--- SUPPLIED INFORMATION Enclosed Below ---

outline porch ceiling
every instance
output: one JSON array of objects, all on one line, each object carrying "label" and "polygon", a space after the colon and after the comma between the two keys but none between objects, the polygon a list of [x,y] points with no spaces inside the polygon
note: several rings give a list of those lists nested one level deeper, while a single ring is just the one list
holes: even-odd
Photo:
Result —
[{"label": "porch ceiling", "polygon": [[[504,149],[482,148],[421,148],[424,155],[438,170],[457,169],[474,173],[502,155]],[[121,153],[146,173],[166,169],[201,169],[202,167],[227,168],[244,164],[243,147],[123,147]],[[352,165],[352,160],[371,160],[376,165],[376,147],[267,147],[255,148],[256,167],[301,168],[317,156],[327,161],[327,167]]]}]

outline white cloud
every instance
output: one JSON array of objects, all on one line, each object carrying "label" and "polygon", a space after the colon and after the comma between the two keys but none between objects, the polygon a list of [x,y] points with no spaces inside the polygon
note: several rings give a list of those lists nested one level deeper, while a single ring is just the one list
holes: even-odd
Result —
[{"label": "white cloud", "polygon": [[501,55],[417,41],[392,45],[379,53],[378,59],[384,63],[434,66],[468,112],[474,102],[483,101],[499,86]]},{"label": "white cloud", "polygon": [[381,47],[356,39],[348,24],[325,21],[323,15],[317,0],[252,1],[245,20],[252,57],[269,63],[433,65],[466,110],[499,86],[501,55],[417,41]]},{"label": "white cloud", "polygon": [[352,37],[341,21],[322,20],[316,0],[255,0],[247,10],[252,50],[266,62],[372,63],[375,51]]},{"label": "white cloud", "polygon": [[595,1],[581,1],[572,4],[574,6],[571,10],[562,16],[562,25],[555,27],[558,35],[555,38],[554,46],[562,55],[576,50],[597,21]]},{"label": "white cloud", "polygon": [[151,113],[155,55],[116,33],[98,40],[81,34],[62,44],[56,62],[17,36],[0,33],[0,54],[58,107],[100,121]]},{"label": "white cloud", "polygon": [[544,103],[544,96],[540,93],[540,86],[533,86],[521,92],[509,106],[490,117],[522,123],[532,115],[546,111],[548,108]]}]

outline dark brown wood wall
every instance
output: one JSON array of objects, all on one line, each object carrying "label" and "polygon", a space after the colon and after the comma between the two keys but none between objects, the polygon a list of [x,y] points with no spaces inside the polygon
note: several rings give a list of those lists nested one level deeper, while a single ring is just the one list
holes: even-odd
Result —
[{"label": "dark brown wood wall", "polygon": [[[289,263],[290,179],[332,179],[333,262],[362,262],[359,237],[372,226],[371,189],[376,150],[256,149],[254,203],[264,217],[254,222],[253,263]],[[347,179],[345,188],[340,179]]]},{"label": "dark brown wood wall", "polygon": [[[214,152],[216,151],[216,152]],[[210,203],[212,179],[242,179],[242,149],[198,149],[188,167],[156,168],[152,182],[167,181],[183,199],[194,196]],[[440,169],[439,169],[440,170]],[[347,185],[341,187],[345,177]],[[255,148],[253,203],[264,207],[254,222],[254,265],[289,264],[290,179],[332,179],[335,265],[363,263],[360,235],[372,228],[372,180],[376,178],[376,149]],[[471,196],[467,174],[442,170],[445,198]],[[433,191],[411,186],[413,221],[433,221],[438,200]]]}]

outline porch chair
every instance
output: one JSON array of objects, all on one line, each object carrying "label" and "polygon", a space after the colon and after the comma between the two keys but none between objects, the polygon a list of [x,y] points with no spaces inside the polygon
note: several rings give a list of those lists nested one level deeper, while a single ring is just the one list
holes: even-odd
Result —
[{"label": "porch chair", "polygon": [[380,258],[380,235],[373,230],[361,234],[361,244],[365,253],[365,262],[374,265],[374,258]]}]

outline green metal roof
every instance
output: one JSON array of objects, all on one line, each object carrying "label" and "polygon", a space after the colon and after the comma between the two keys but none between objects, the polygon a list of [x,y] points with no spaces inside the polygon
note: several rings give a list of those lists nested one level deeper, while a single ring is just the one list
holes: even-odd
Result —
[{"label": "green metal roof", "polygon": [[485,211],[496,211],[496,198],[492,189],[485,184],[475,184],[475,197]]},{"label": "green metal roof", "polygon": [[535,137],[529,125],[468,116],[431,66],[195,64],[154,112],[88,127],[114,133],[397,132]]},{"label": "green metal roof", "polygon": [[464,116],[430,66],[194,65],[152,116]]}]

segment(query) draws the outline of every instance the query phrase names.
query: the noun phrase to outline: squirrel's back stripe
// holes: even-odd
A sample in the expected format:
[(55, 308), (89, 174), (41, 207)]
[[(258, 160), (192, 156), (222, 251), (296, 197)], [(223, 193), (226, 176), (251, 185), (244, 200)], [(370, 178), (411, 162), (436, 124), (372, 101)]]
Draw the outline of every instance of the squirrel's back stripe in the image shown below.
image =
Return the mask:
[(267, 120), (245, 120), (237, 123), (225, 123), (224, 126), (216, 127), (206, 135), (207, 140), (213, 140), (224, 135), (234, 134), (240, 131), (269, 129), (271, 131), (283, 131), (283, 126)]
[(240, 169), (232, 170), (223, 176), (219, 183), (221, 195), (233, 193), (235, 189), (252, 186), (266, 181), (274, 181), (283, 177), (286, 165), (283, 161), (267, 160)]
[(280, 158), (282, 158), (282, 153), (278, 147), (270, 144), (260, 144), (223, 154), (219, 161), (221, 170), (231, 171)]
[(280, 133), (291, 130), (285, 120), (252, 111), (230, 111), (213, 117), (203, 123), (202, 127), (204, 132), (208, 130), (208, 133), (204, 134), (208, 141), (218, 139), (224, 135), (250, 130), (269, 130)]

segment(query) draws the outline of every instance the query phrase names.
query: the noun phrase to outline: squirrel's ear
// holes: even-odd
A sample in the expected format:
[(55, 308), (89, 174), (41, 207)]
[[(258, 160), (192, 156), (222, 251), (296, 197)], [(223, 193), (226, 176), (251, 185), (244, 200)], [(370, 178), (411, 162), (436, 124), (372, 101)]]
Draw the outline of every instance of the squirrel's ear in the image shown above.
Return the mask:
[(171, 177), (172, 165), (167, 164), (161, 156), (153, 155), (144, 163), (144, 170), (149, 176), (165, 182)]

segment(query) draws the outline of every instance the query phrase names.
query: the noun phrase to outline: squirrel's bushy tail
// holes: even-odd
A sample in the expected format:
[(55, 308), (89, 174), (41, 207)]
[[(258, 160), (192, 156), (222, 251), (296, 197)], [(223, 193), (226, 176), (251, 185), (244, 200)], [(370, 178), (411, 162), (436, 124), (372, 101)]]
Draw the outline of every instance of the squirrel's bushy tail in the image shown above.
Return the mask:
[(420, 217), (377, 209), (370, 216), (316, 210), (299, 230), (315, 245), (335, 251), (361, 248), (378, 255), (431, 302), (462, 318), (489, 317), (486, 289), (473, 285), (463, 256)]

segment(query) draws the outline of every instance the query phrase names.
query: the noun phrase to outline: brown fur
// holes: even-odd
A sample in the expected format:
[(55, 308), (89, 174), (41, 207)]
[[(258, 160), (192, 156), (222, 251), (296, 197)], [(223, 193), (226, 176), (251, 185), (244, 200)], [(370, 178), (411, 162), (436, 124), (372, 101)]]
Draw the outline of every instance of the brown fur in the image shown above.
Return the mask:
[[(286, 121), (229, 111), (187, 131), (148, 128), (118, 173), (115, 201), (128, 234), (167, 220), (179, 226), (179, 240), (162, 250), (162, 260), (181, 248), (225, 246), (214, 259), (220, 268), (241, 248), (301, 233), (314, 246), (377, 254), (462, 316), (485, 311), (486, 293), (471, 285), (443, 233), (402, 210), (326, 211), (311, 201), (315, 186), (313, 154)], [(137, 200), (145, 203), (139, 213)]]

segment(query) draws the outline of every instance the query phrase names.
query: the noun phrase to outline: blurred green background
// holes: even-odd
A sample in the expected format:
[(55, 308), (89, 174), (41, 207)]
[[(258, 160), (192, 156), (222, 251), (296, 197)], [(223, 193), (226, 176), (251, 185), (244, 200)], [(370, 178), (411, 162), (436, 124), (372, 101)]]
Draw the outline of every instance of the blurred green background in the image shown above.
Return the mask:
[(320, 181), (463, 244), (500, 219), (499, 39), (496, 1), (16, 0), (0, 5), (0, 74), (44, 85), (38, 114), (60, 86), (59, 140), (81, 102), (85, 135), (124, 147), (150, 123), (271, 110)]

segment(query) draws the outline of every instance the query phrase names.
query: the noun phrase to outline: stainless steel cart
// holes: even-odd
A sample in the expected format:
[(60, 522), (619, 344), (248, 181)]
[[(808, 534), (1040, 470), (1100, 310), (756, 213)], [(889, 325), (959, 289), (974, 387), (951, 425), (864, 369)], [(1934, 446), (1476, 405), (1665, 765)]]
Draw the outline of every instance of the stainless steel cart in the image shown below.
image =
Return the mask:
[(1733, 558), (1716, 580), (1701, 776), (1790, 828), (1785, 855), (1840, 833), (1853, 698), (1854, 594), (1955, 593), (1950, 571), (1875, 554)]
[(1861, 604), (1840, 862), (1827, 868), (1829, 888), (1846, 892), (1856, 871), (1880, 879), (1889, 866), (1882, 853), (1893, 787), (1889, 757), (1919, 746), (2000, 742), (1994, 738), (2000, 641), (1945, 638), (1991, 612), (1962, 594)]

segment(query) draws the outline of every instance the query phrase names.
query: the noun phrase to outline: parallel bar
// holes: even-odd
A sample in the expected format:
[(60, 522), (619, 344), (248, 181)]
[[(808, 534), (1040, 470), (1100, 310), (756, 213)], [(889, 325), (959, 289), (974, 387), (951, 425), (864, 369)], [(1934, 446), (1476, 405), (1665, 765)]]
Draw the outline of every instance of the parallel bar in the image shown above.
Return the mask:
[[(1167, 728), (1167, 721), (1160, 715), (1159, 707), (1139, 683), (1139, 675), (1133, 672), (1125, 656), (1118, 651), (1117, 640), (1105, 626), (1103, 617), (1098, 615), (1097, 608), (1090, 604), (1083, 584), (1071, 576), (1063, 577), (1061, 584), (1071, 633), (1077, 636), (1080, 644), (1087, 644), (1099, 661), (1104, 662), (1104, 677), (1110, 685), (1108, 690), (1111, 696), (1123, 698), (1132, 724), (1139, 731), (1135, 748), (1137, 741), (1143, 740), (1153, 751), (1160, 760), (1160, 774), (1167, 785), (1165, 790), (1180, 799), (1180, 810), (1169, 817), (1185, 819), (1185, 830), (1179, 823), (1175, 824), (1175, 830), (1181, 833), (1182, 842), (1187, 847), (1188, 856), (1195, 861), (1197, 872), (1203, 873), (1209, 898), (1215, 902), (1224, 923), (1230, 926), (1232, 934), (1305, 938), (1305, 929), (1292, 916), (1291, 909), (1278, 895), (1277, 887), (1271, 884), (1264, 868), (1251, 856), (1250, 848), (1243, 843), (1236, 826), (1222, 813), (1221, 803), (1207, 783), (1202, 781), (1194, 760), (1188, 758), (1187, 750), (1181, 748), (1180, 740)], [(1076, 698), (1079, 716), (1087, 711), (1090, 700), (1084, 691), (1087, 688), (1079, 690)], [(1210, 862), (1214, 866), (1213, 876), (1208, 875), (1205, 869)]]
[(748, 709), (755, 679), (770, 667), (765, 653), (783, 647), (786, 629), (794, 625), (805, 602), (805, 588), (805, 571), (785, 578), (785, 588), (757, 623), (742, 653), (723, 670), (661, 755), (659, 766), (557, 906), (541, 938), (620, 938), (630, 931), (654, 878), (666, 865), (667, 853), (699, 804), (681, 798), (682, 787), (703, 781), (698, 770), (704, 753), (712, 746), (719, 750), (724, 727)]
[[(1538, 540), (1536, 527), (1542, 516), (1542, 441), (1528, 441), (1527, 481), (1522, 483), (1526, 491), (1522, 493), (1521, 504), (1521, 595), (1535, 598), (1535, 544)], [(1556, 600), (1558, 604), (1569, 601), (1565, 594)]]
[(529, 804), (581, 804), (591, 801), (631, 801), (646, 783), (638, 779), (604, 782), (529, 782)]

--- End of Enclosed SUPPLIED INFORMATION ---

WORK TO COMPLETE:
Select every line above that contains the word "parallel", and copy it.

REPLY:
query: the noun phrase to outline: parallel bar
Draw the outline of every instance of the parallel bar in the image shown above.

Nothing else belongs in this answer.